▸ Source text
--- Start ---

# Backround Invest Question



## dogsoldier (Oct 11, 2005)

Hello everyone, 

I had a question regarding backround investigations. My father has a pretty lengthy arrest record dating all the way back to the late 60's. He also, by his own admission has two outstanding warrants. My question is, will this come up on a backround investigation? If so, will it hurt me?

Any input you guys/girls may have on this will be greatly appreciated. Thanks in advance!


----------



## Officer Dunngeon (Aug 16, 2002)

dogsoldier said:


> My father has a pretty lengthy arrest record dating all the way back to the late 60's. He also, by his own admission has two outstanding warrants. My question is, will this come up on a backround investigation? If so, will it hurt me?


It probably would come up, depending how thorough the department is in checking out your social history. Some departments ask for the full 411 of every person you ever lived with including birthdates and social security numbers. If his criminal history isn't discovered that way, then it could come up through neighbors, associates, or even through an interview with the investigators themselves.

Unless you were repeatedly arrested alongside him and you can't demonstrate that you are a law-abiding and responsible individual, I really don't see his issues preventing you from getting on the job.


----------



## Mikey682 (May 2, 2002)

My dad has a "pretty colorful" background, which was brought up by my BI, but he said it didnt have any effect on me becuase I wasnt personally involved in any of those problems. Just be honest to him about everything and you should be fine.

--- End ---

▸ Extracted information

--- Start ---

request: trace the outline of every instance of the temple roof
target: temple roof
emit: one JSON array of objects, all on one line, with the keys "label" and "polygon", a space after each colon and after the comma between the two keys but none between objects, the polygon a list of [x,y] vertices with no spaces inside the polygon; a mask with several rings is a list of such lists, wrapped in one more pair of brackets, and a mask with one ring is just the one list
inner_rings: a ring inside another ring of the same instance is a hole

--- End ---
--- Start ---

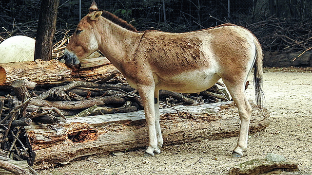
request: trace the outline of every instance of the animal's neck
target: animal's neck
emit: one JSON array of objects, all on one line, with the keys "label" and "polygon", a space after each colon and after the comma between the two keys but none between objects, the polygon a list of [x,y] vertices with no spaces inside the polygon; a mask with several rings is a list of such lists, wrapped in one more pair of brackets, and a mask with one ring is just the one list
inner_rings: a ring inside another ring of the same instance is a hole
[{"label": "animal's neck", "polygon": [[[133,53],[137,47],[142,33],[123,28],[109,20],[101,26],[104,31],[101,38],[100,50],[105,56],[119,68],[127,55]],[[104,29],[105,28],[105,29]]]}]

--- End ---

▸ Objective 1
In the forum thread, how many outstanding warrants does dogsoldier's father have, by his own admission?
▸ Objective 2
Say whether each statement agrees with the forum thread, and quote the words that decide it.
(a) The arrest record of dogsoldier's father goes back to the late 60's.
(b) Officer Dunngeon says some departments ask for the birthdates and social security numbers of every person you ever lived with.
(c) Mikey682's background investigator said his dad's background hurt his chances.
▸ Objective 3
List the usernames of everyone who posted in the forum thread.
The listing is separate material, unrelated to the forum thread.

▸ Exercise solution 1
Two.

▸ Exercise solution 2
(a) Yes: "dating all the way back to the late 60's"
(b) Yes: "Some departments ask for the full 411 of every person you ever lived with including birthdates and social security numbers"
(c) No: "he said it didnt have any effect on me becuase I wasnt personally involved in any of those problems"

▸ Exercise solution 3
dogsoldier, Officer Dunngeon, Mikey682